TASK DESCRIPTION: Which lines in the listing below contain the string "branch"? Copy every one of them in full, treating uppercase and lowercase as different.

RECORDS FOR THIS EXERCISE:
>>>>>

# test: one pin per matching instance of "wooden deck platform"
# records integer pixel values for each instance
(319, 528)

<<<<<
>>>>>

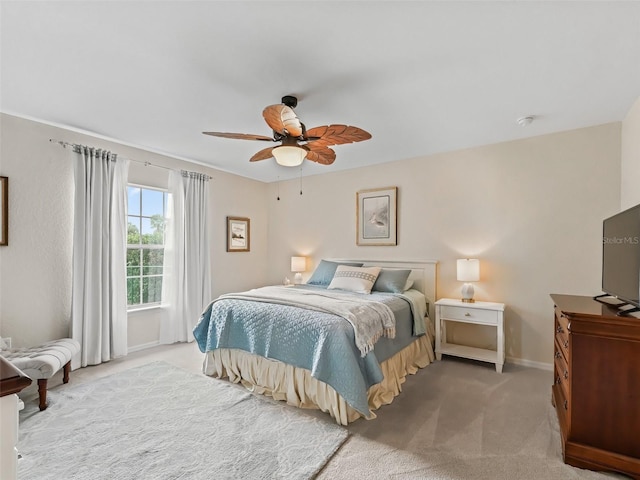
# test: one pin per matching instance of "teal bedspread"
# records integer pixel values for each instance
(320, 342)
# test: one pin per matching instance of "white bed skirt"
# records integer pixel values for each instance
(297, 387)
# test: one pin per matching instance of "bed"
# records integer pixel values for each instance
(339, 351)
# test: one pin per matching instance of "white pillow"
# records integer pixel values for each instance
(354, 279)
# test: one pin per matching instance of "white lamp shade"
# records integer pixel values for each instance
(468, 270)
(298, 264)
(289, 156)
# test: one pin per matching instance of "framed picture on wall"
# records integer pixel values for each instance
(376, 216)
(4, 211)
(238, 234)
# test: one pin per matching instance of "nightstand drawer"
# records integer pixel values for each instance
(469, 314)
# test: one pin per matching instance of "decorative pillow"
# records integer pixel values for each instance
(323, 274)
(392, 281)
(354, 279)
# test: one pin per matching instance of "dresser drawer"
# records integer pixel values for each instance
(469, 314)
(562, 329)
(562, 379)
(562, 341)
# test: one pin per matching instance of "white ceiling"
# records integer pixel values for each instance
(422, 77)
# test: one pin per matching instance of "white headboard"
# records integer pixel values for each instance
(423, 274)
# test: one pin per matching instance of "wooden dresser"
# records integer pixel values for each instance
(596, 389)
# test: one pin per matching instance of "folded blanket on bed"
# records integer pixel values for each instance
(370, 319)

<<<<<
>>>>>

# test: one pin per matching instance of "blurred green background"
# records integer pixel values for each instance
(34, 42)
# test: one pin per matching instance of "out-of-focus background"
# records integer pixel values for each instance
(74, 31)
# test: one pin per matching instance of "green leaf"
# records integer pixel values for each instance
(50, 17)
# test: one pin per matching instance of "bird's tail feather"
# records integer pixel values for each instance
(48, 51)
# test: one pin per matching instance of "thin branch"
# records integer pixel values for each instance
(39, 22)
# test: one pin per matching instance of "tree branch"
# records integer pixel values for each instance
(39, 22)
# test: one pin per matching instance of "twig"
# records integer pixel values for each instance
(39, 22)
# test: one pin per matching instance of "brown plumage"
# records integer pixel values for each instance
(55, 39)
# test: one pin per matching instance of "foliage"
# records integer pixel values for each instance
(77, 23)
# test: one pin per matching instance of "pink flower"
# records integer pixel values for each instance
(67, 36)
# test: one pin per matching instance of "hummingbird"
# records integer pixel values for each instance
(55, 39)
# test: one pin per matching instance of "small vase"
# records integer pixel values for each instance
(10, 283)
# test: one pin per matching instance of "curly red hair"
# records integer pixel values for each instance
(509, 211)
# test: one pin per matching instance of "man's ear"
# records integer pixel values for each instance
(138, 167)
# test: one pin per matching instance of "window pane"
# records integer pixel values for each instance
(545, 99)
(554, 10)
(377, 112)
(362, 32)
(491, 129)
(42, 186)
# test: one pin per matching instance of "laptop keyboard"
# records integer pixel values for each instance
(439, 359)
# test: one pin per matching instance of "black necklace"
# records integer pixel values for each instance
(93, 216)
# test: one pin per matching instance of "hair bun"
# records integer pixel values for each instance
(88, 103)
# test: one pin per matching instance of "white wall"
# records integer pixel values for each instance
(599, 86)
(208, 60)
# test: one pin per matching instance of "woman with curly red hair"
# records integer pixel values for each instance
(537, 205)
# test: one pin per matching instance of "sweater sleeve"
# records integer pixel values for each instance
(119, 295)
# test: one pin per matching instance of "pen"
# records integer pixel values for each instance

<<<<<

THE RESPONSE:
# test: one pin per matching instance of "thin branch"
# test: one pin per matching instance of "tree branch"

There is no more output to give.